**What is needed**
Copy the listing below word for word, every line of it.

**Data supplied**
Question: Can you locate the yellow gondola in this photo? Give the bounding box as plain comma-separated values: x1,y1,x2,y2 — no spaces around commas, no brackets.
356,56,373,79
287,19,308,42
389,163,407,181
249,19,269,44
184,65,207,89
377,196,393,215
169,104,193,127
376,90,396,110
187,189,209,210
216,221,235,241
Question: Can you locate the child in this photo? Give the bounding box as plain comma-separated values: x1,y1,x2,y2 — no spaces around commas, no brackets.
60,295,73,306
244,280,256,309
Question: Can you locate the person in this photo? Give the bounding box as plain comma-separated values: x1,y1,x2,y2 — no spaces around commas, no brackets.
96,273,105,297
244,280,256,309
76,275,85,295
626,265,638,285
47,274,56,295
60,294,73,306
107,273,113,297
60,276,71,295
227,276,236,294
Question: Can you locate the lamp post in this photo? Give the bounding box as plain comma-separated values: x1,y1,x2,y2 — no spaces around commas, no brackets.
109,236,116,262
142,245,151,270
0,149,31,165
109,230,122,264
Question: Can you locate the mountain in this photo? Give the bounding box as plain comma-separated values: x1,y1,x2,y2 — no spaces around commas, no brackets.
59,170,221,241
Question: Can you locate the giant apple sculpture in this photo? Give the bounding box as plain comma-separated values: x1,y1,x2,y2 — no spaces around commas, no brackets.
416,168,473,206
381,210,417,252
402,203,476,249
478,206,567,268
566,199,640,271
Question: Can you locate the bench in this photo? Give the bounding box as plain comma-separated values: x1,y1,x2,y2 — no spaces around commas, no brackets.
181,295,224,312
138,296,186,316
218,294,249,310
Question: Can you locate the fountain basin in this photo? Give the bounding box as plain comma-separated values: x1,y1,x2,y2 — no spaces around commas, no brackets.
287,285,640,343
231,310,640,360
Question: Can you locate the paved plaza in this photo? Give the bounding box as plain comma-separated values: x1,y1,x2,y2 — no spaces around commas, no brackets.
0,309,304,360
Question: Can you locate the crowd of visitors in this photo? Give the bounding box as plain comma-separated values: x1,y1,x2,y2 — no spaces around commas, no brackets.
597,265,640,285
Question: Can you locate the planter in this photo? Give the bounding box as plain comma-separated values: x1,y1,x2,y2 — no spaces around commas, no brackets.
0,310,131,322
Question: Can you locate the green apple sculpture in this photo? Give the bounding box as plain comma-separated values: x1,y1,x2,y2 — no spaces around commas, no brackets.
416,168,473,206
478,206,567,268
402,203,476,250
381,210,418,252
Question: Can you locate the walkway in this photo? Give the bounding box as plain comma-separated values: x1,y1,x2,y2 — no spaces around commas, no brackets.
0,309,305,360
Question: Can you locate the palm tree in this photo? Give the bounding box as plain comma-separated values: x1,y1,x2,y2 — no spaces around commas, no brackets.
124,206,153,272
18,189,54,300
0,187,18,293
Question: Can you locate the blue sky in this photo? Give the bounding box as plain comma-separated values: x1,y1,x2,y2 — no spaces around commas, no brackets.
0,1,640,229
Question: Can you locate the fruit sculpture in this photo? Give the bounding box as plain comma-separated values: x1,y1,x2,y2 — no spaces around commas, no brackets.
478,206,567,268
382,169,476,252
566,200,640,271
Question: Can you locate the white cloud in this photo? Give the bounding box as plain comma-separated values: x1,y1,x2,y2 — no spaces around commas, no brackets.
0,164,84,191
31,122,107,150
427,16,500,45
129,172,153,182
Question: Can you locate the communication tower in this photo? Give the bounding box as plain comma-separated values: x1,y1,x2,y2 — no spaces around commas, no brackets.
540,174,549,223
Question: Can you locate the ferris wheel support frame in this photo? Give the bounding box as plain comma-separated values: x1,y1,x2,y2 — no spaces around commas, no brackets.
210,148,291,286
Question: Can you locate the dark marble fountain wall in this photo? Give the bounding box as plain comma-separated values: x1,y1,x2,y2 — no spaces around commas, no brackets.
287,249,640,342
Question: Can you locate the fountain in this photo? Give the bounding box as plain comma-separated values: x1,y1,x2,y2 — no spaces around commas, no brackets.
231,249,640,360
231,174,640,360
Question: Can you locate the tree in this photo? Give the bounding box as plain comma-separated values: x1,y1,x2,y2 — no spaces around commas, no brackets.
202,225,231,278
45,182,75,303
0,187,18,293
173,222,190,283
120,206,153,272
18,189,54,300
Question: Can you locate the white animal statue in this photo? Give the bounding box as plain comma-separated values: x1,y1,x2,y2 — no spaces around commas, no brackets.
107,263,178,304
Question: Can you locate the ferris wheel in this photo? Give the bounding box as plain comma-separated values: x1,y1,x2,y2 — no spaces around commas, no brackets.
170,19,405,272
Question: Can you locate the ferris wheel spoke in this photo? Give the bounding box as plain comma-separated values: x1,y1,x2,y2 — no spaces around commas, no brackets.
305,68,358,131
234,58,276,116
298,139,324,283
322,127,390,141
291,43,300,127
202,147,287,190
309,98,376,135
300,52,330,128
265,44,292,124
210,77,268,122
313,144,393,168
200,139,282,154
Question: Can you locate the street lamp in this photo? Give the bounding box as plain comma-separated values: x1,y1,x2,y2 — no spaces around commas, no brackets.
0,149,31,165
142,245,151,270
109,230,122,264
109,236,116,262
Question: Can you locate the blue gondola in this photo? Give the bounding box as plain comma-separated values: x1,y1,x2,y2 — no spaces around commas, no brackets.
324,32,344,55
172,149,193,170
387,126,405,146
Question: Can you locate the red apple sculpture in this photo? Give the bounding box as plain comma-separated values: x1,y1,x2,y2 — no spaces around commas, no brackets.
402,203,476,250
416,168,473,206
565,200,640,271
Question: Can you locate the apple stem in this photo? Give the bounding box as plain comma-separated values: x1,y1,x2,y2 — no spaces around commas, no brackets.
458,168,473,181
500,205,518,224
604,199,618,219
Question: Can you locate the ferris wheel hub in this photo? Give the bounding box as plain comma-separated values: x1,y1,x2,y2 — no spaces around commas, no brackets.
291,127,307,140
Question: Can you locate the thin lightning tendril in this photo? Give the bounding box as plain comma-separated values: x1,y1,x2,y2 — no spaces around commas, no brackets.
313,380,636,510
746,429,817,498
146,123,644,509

**Output**
Question: Can you locate the yellow gondola in this photo? Give the bounding box as plain comma-separated values: x1,y1,x2,y2 — no spaces around commas, no brackets.
356,56,373,79
287,19,308,42
389,163,407,181
249,19,269,44
184,65,207,89
377,196,393,215
169,104,193,127
376,90,396,110
187,189,209,210
216,221,235,241
Question: Can you locate the child in this photo? Give the bounding box as plain comma-separated values: x1,y1,x2,y2 — no spaces around commas, no brackets.
60,295,73,306
244,280,256,309
Question: Can you locate the person in this photo? Give the bounding box as plain comma-separated values: x1,y1,x2,y2 — no spaces around commas, no brackets.
96,273,105,297
244,280,256,309
76,275,85,295
626,265,638,285
47,274,56,295
60,294,73,306
107,273,113,297
60,276,71,295
227,276,236,294
Question: Can you locate the lamp post in this photo? Give the bounding box as plain comma-separated values: x1,y1,x2,y2 — no spaces around commas, no brackets.
109,236,116,262
142,245,151,270
0,149,31,165
109,230,122,264
Question: Can you locate the mountain in this photo? Give the bounding box as plain comma-separated values: x1,y1,x2,y2 — no spaces around commas, no brackets.
59,170,221,241
Question: Can you locate the giant apple sculpture in this photo? Give the bounding box as plain comma-separated values: x1,y1,x2,y2 — no spaces around commas, no brackets.
416,168,473,206
381,210,417,252
402,203,476,249
478,206,567,268
566,199,640,271
Question: Can you locate the bench in this photo? Give the bounding box as plain comma-separated values: x1,y1,x2,y2 — no spaces around commas, no brackets.
181,295,224,312
138,296,186,316
218,294,249,310
Question: Can you locate the fountain basin in this photo? Give the bounding box as plain comma-separated values: x1,y1,x2,y2 — no spaces around commas, no brackets.
287,285,640,343
231,310,640,360
Question: Can you locate the paved plaza in this photo? Give the bounding box as plain comma-separated values: x1,y1,x2,y2 — no spaces around commas, no brackets.
0,309,304,360
Question: Can you locate the crowd of visitors in this photo? Give the bounding box as plain comma-separated values: x1,y1,x2,y2 — no spaces around commas, no brackets.
597,265,640,285
Question: Can you locate the planter in this photo? Give the bounding box as plain comma-separated values: x1,y1,x2,y2 — no spaces around commas, no brackets.
0,310,131,322
Question: Can you locate the green apple sculpture in this photo? Give the bounding box as plain comma-separated values: x1,y1,x2,y2 — no spaces around commas, no brackets.
416,168,473,206
478,206,567,268
402,203,476,250
381,210,418,252
Question: Can you locate the walkway in this photo? Give the bounding box as plain comma-separated values: x1,y1,x2,y2 — no spaces around commas, no brackets.
0,309,305,360
Question: Can you locate the palm tree in this photo? Give the bounding box as plain comma-separated values: x1,y1,x2,y2 — no spaces around commas, no brackets.
124,206,153,272
18,189,54,300
0,187,18,293
Question: Can you locate the blue sky in this photo? Give the bounding box as plain comma-separated values: x1,y1,x2,y2 — no spaces around commas, no brackets.
0,1,640,229
Question: Can you locate the fruit sculpture in this photo? Give the bounding box as plain comma-separated values: x1,y1,x2,y2 — no spaces around commas, no brackets.
478,206,567,268
382,169,476,252
566,200,640,271
Question: Can you locate the white cloud in this photo? Give the bounding box as plain comma-separated values: x1,y1,x2,y2 — no spaces around commas, no brackets.
0,164,84,191
31,122,107,150
427,16,500,45
129,172,153,182
Question: Can you locate the communication tower in this photo? Give the bounding box as plain comma-separated values: x1,y1,x2,y2 — no spaces around commas, no brackets.
540,174,549,223
Question: Can you locate the ferris wheel support frame in this photo? Give the bounding box as plain comma-separated values: x1,y1,x2,y2 — no spaces around commas, no brackets.
210,148,291,286
Question: Can you locate the dark marble fountain wall in this photo? Give the bounding box as plain comma-separated values: x1,y1,x2,y2 — no spaces around commas, no brackets.
287,249,640,342
Question: Can you locate the fountain in this photo? Give the bounding box as plain comma-separated values: x1,y1,x2,y2 — no spaces around commas, no brackets.
231,249,640,360
231,174,640,360
Question: Can you locate the tree in this photo? Give the bounding box as plain comma-separated values: x1,y1,x2,y2 — no spaces around commas, no brackets.
202,225,231,278
45,182,75,303
0,187,18,293
173,222,190,283
120,206,153,272
18,189,54,300
Question: Can you locate the white animal statue in this photo? Give the bounding box as plain comma-separated values: x1,y1,x2,y2 — no spaces around commas, no brackets.
107,263,178,304
Question: Can you locate the ferris wheel in this photo? Give the bounding box as plain comma-separated values: x1,y1,x2,y2 — no spaces around commas, no brackets.
170,19,405,272
Question: Can you locate the ferris wheel spoke in this photo? Give the bounding box as plain comma-separated values: x1,y1,x2,y2 — no spaces around commas, no brackets.
305,68,358,131
234,58,276,116
298,139,324,283
322,127,390,141
291,43,300,127
202,147,287,190
309,98,376,135
300,52,330,128
265,44,292,124
210,77,268,122
313,144,393,168
200,139,282,154
Question: Can you locate the street lamp in this photo? Give the bounding box as plain comma-separated values: x1,y1,x2,y2 — no spaces around commas, no brackets.
0,149,31,165
142,245,151,270
109,230,122,264
109,236,116,262
Question: Can you locate the blue gondola in this photo? Give the bounding box as plain comma-separated values: x1,y1,x2,y2 — no spaces around commas, no brackets.
324,32,344,55
172,149,193,170
387,126,405,146
Question: Can you locate the red apple sculpture in this photo? Give the bounding box as plain comma-separated values: x1,y1,x2,y2 — no spaces around commas, no brackets.
402,203,476,250
416,168,473,206
565,200,640,271
Question: Can you locate the apple stem in this photo? Give the bounding box as plain comma-separated values: x1,y1,x2,y2 — no spaces around commas, no brackets.
458,168,473,181
500,205,518,224
604,199,618,219
Question: Can you locate the ferris wheel hub in this photo? Give the bounding box as plain comma-separated values: x1,y1,x2,y2 — no spaces around commas, no brackets.
291,127,307,140
Question: Can you locate the thin lightning tendril in this photo? Give the bounding box as plain comma-separated values: x1,y1,x2,y2 — no spaces around commas, no brackets.
313,380,636,510
746,429,817,498
146,123,644,509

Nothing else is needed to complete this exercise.